Exercise prompt: Copy every row below verbatim, leaving out the pictures.

The data:
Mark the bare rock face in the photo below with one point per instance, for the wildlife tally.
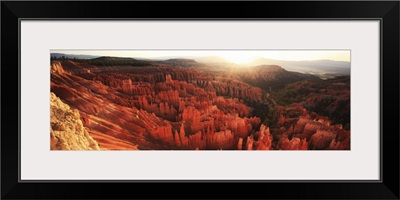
(66, 128)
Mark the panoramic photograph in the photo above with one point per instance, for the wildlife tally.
(200, 100)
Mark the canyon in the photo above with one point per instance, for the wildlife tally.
(179, 104)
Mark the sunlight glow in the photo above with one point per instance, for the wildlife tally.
(234, 56)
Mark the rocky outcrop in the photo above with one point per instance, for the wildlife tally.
(66, 128)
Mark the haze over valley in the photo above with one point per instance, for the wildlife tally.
(204, 102)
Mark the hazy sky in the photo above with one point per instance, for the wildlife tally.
(236, 56)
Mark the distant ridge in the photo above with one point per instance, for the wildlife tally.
(72, 56)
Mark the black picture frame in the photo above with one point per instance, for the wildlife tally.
(386, 11)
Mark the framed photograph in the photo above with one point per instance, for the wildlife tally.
(116, 97)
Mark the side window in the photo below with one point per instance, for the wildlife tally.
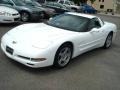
(6, 2)
(94, 23)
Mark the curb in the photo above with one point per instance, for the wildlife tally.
(109, 15)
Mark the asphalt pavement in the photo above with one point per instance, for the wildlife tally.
(98, 69)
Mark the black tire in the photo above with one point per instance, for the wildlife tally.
(63, 56)
(108, 41)
(25, 16)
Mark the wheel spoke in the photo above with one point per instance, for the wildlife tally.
(64, 56)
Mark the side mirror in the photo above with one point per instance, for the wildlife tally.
(97, 24)
(94, 30)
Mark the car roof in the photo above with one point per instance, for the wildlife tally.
(82, 15)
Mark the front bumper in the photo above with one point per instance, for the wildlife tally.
(26, 61)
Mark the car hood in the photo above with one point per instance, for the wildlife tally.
(7, 9)
(38, 33)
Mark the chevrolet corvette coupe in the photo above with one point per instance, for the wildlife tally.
(58, 40)
(8, 15)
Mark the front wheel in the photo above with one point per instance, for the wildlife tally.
(108, 41)
(63, 56)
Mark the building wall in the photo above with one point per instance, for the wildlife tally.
(103, 5)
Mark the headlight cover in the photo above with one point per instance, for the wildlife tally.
(42, 44)
(3, 13)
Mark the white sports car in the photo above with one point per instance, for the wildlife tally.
(58, 40)
(8, 15)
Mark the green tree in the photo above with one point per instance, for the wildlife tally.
(79, 1)
(92, 2)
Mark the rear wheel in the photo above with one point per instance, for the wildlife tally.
(63, 56)
(108, 41)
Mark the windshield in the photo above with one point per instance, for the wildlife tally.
(69, 22)
(18, 2)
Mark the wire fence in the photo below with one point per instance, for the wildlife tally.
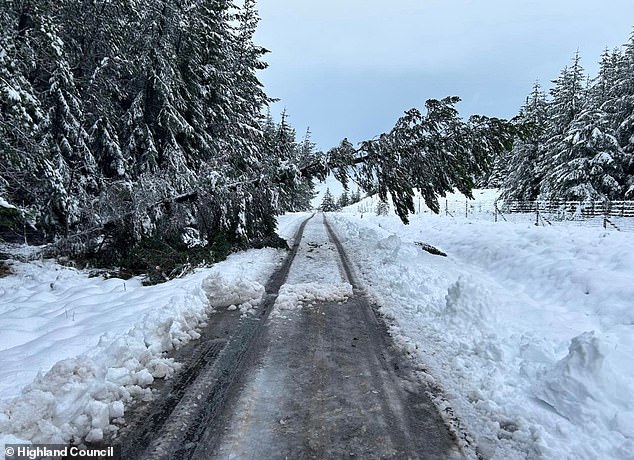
(613, 215)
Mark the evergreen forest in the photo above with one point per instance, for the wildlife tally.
(138, 127)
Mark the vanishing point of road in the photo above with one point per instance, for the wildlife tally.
(324, 381)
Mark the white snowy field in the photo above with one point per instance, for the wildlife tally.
(75, 350)
(528, 330)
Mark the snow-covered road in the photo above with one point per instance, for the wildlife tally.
(324, 382)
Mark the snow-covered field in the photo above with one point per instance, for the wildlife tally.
(75, 350)
(528, 330)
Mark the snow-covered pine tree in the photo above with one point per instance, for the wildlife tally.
(343, 200)
(522, 178)
(382, 208)
(568, 97)
(434, 153)
(328, 202)
(21, 113)
(624, 115)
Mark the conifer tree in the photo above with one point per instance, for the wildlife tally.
(328, 202)
(523, 179)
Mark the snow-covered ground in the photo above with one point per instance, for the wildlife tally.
(74, 350)
(529, 330)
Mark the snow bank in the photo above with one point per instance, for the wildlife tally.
(76, 349)
(529, 330)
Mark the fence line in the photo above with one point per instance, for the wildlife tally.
(613, 215)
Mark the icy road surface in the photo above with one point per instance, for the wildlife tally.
(323, 379)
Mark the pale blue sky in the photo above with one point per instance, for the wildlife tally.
(350, 68)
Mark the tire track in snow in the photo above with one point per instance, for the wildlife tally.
(325, 381)
(172, 426)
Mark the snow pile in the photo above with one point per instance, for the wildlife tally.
(297, 296)
(529, 330)
(76, 349)
(239, 293)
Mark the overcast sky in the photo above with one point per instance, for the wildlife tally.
(350, 68)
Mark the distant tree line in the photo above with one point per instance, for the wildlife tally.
(581, 145)
(112, 112)
(128, 120)
(329, 203)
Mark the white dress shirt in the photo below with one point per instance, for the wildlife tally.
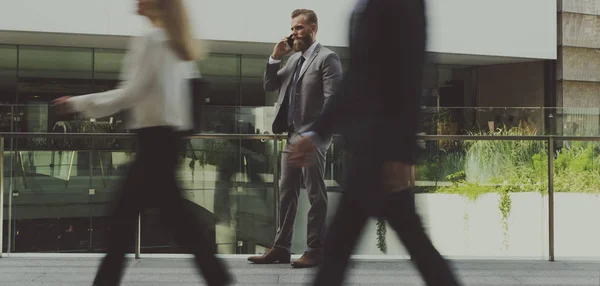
(306, 55)
(155, 87)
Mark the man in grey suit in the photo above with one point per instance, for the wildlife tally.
(311, 76)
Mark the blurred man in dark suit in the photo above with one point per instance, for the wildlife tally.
(377, 115)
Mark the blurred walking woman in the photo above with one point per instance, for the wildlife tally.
(155, 92)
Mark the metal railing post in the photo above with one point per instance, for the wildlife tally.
(2, 198)
(138, 238)
(276, 182)
(551, 197)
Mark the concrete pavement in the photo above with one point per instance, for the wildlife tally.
(180, 272)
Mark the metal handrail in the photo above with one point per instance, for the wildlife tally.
(283, 136)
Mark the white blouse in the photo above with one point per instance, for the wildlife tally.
(155, 87)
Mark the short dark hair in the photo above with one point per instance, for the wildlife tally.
(310, 15)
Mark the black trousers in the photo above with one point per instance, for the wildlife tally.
(151, 182)
(364, 198)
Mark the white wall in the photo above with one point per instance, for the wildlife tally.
(512, 28)
(464, 229)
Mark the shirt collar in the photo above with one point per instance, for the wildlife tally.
(310, 51)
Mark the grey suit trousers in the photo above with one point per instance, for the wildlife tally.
(289, 191)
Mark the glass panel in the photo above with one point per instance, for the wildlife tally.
(60, 192)
(8, 75)
(110, 163)
(45, 74)
(485, 198)
(253, 93)
(573, 121)
(107, 69)
(576, 190)
(228, 184)
(223, 71)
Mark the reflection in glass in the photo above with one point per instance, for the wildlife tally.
(230, 189)
(8, 75)
(62, 193)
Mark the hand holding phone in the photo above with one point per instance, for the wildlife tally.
(290, 41)
(283, 48)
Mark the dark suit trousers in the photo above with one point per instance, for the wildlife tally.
(151, 182)
(289, 191)
(362, 195)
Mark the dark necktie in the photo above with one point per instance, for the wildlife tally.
(292, 92)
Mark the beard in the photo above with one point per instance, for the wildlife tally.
(302, 44)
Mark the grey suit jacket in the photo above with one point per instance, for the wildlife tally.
(320, 79)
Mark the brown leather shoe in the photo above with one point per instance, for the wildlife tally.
(273, 255)
(308, 259)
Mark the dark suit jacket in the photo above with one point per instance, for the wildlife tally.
(320, 80)
(377, 111)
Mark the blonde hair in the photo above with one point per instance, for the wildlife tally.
(177, 24)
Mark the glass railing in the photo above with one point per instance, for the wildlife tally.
(570, 121)
(481, 194)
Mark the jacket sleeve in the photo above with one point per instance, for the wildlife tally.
(129, 92)
(273, 77)
(402, 75)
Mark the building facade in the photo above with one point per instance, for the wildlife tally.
(490, 61)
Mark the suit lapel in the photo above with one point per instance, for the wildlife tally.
(309, 62)
(286, 83)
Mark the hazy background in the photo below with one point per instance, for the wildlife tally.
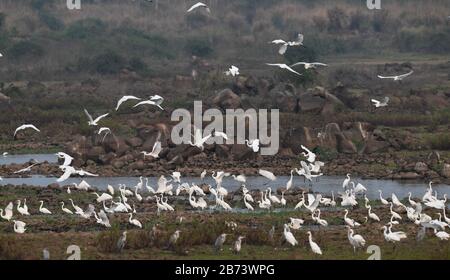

The solution:
Mark the bare rock face in the photo below with one point per instance, for the wildlife tally.
(66, 128)
Mark the panoramic photograph in the photo above with one point per instance, for the wildlife tally.
(200, 100)
Mark the canyon in the photo above with one point per instance, for the wildlife tally.
(179, 104)
Mark the sunlight glow in the photo above with one point per instance, for the wildlife tally.
(234, 56)
Mark the rocky outcrop in the photo above with one point per instance, for the wildlife tally.
(66, 128)
Mark the haze over valley in the photo above with one point per instance, for the wildlife tally.
(204, 102)
Mark the hazy sky in the photo above with one point per instance, for the wildlife tally.
(236, 56)
Mark the distant ridge in the photo above with one point per instance, for the wildlife tally.
(72, 56)
Mark the black picture frame in the photo above with one point per instance, for the wildlife tally.
(386, 11)
Mark the framed photograph in the photo above with one point per instance, for the wildlife tally.
(116, 97)
Mark the side window in the photo below with one point per instance, for the wildlife tally.
(6, 2)
(94, 23)
Mark the curb in the photo above with one point per instance, for the wildlife tally.
(109, 15)
Mark the asphalt pavement in the photo above with one point per instance, for the wildlife tally.
(98, 69)
Mark the black tire in the photo above with one point per instance, for the wildlife tally.
(63, 56)
(108, 41)
(25, 16)
Mark the wheel spoke in the photo above with one point per instance, for the wildlife tally.
(64, 56)
Mark the side mirror in the photo above with one point per instance, for the wildlife tally.
(97, 24)
(94, 30)
Mark the car roof in the photo above with one point per instance, for the wildlife tally.
(82, 15)
Mark the front bumper in the photo above with one point per instance, for the wildlife tally.
(26, 61)
Mark the car hood in the photo above with one point per instance, for the wildlife tally.
(7, 9)
(38, 33)
Mark the chevrolet corvette coupe in the photo above with one point per instance, for the wildlife tally.
(58, 40)
(8, 15)
Mark the front wheel in the photo above with one point per instance, for the wildlife tally.
(108, 41)
(63, 56)
Mark the building wall in the photo above with one point per instance, for the wildlife tally.
(103, 5)
Mark the headlight cover in the photo above with one point per instance, for the wildlife tally.
(42, 44)
(3, 13)
Mark the white sports car in the photo above with one point per instance, for the wildlife tally.
(58, 40)
(8, 15)
Mark the green tree in the photo above with one point per instance, for the wildlife tally.
(79, 1)
(92, 2)
Mark the rear wheel in the photo above with one point per instance, for the wildlife tally.
(63, 56)
(108, 41)
Mark the windshield in the photo above with one point per instance, for the wildlife tally.
(69, 22)
(18, 2)
Mark the wire fence in the photo below with one point per instance, for the wildlife tally.
(613, 215)
Mark the evergreen forest in the photo above with one point per instance, for the wildlife tally.
(138, 127)
Mark the vanishing point of road in the photo above with one point per instance, for the wildlife tally.
(324, 381)
Mark the white snowy field in the photo above with one point per instance, for the wildlife tally.
(75, 350)
(528, 330)
Mark the snow-covered road in the photo above with one point per instance, for the wildlife tally.
(324, 382)
Mark the snow-covered field in the photo above with one point per instance, for the wildlife tally.
(75, 350)
(528, 330)
Mark the snow-covered pine tree in the photo above with one point per instance, for the wildlife tally.
(343, 200)
(522, 178)
(382, 208)
(568, 97)
(434, 153)
(328, 202)
(21, 113)
(624, 115)
Mark the conifer tree in the photo above with one point per instance, for the wildlife tally.
(328, 202)
(523, 179)
Mark the snow-covered ground in the photo above with one point per instance, for the wildlife tally.
(74, 350)
(529, 330)
Mark the snow bank in the photo above with one point per instance, for the wildlife tally.
(76, 349)
(529, 330)
Mark the fence line in the photo above with one point per instance, for the wildlife tally.
(613, 215)
Mark the icy road surface in the photo above with one point per instance, for the wildlife tally.
(323, 379)
Mark the pale blue sky in the photo above with one point per instance, for the wildlife tally.
(350, 68)
Mark the tire track in snow in the photo above with one point per instance, for the wildlife tally.
(325, 381)
(172, 426)
Mark the snow pile in the photo above with one point per instance, for the wildlife tally.
(297, 296)
(529, 330)
(76, 349)
(239, 293)
Mark the overcast sky in the photo above with one point per instance, for the wildlife tally.
(350, 68)
Mark the distant tree line in the photo above with one point per instance, for the wildlife tally.
(581, 145)
(112, 112)
(128, 120)
(329, 203)
Mark the white dress shirt in the photo below with one point per instance, for the wildlife tally.
(306, 55)
(155, 87)
Mark the man in grey suit in the photo above with one point per instance, for the wildlife tally.
(311, 76)
Mark the blurred man in dark suit in the photo above with one point per instance, for the wildlife tally.
(377, 115)
Mark the blurred walking woman in the photo above with one point per instance, for the wildlife tally.
(155, 92)
Mark the metal railing post in the photo above with one point per instance, for the wildlife tally.
(2, 198)
(138, 238)
(276, 182)
(551, 197)
Mark the concrete pavement in the photo above with one point per instance, for the wildlife tally.
(180, 272)
Mark the metal handrail in the photo above with one point per instance, for the wildlife tally.
(283, 136)
Mark the white blouse in the photo above with one point per instance, for the wildlife tally.
(155, 87)
Mark the short dark hair in the photo above with one point per instance, for the wildlife tally.
(310, 15)
Mark the black trousers in the photo above with one point per instance, for the wildlife tally.
(151, 182)
(364, 198)
Mark the white wall in the photo above with one point per instance, for the wildlife tally.
(512, 28)
(464, 229)
Mark the shirt collar in the photo above with one point per instance, for the wildlife tally.
(310, 51)
Mark the grey suit trousers in the photo above with one point per instance, for the wildlife tally.
(289, 191)
Mark the glass panel in the photo above with one point per instance, for the wildlife tally.
(60, 192)
(8, 75)
(110, 163)
(45, 74)
(485, 198)
(253, 93)
(573, 121)
(107, 69)
(576, 190)
(228, 184)
(223, 71)
Mark the reflection in glass in the photo above with one point per instance, for the wildlife tally.
(230, 189)
(8, 75)
(62, 193)
Mark the hand holding phone in the photo above with one point per instance, for the wildlife tally.
(290, 41)
(283, 48)
Mark the dark suit trousers in the photo above with one point per instance, for the wildlife tally.
(151, 182)
(289, 191)
(362, 195)
Mark the dark necktie in the photo above with one point per instance, for the wildlife tally.
(292, 92)
Mark the beard in the photo above with one point per instance, for the wildlife tally.
(302, 44)
Mark the grey suit jacket in the photo above with one point per instance, for the wildlife tally.
(320, 79)
Mark the brown leather shoe in the photo above with one point per instance, for the wildlife tally.
(273, 255)
(308, 259)
Mark the dark suit jacket in the photo above with one point per instance, for the wildlife tally.
(320, 80)
(377, 111)
Mark the blonde hair in the photo above with one point per instance, for the wildlife tally.
(177, 24)
Mark the glass railing in the photo above with one point per instance, for the wildlife tally.
(570, 121)
(481, 194)
Mark the jacket sleeve in the photo above with one point per instance, for the wildlife tally.
(129, 92)
(273, 77)
(402, 75)
Mark the building facade in the photo above with one point per instance, for the wildlife tally.
(490, 61)
Mark the suit lapel in the photo above with one point per instance, for the wildlife tally.
(309, 62)
(286, 83)
Mark the hazy background in the photo below with one point per instance, for the wildlife tally.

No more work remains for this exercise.